» **Work order**: Across the whole listing, find how many lines contain "hair", then write that number and nothing else.

•••••

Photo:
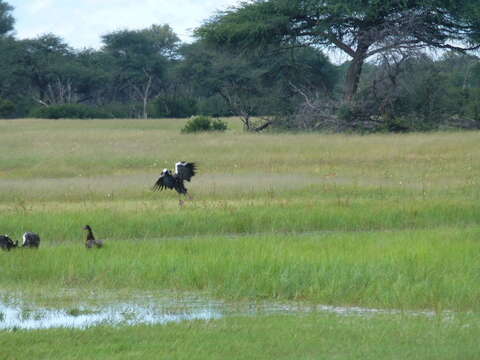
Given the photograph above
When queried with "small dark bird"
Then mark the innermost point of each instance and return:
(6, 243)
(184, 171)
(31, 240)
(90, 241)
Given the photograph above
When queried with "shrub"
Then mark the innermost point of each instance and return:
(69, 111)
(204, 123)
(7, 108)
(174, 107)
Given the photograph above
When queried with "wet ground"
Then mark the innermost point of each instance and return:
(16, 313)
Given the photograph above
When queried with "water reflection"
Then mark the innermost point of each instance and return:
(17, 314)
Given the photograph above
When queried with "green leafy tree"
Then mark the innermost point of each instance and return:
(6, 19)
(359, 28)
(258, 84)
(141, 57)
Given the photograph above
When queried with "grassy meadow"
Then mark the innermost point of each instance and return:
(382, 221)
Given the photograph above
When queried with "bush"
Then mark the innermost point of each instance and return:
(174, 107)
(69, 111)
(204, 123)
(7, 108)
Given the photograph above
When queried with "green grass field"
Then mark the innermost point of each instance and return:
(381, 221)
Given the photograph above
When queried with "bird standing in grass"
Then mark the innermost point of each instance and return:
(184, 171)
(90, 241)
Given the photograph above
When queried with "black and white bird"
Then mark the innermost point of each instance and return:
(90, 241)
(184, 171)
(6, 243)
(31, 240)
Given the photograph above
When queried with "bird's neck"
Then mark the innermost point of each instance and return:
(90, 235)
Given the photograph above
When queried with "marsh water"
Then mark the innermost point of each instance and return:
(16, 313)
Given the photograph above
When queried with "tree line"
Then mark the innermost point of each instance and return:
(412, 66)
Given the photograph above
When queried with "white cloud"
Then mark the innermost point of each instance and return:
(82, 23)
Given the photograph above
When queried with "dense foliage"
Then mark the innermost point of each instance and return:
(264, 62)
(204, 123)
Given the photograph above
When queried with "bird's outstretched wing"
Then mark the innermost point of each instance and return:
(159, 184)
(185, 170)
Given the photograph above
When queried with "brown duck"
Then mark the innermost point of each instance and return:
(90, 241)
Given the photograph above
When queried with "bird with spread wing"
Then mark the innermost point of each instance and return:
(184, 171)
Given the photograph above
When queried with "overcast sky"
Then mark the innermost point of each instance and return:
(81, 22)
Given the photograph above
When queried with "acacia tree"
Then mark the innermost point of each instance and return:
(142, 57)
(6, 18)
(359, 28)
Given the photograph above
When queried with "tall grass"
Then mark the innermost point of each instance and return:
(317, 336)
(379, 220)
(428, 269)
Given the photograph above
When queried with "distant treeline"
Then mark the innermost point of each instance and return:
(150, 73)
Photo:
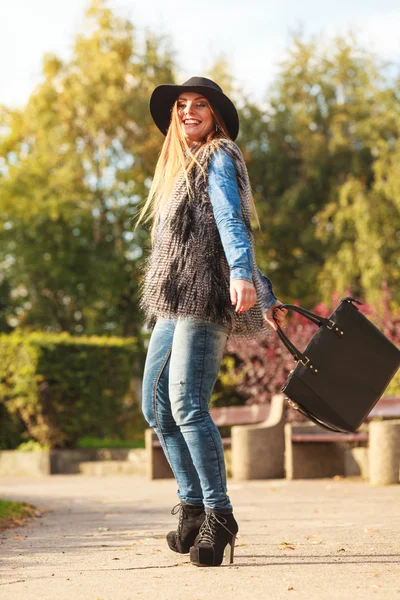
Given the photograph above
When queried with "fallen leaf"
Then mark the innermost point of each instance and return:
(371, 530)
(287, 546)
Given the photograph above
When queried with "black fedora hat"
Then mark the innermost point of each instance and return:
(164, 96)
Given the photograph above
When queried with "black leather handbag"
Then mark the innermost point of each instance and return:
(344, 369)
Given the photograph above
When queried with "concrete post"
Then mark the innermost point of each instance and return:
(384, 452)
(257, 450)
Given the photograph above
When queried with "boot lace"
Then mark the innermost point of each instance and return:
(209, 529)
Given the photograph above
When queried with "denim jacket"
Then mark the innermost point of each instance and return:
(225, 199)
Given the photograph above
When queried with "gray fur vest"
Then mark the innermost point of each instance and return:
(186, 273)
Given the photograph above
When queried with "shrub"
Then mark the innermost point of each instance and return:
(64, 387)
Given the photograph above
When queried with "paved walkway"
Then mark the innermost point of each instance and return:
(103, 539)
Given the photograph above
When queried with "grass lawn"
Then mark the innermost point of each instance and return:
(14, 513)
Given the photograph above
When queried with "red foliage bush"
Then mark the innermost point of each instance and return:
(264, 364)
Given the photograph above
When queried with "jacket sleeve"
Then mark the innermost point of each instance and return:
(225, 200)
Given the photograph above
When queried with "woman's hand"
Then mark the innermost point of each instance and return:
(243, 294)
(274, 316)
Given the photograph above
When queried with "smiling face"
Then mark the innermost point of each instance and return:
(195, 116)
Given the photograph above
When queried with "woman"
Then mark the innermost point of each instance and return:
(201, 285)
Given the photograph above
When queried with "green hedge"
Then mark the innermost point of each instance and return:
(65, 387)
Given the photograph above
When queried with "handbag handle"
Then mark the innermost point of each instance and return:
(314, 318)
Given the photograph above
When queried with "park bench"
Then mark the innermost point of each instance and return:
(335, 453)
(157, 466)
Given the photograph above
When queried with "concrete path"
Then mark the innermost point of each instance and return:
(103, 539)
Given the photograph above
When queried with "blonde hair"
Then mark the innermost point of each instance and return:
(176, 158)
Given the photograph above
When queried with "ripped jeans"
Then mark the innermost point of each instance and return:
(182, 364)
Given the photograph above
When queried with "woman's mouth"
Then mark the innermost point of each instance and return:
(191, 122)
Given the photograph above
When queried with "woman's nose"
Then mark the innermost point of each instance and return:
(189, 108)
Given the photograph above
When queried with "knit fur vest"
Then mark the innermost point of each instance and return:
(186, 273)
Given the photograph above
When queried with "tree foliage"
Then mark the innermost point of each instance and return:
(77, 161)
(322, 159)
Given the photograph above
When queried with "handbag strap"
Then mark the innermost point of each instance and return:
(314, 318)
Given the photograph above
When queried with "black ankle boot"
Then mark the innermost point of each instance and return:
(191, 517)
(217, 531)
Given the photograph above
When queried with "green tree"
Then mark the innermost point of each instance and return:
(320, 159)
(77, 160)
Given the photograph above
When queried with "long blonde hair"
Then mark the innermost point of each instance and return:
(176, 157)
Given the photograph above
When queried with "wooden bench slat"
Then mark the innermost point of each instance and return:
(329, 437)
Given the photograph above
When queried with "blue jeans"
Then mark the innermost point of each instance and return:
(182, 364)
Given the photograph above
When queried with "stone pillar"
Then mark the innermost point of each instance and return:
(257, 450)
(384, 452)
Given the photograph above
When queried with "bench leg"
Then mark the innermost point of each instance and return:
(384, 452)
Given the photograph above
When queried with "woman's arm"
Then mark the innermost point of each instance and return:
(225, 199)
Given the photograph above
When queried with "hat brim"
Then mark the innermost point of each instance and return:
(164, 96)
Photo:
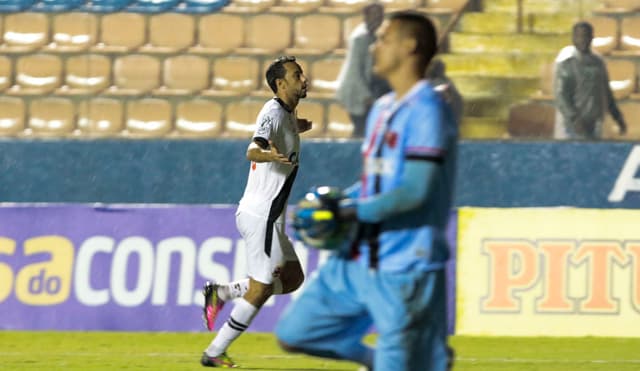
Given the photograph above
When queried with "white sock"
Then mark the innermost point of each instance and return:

•••••

» **Your solution**: 2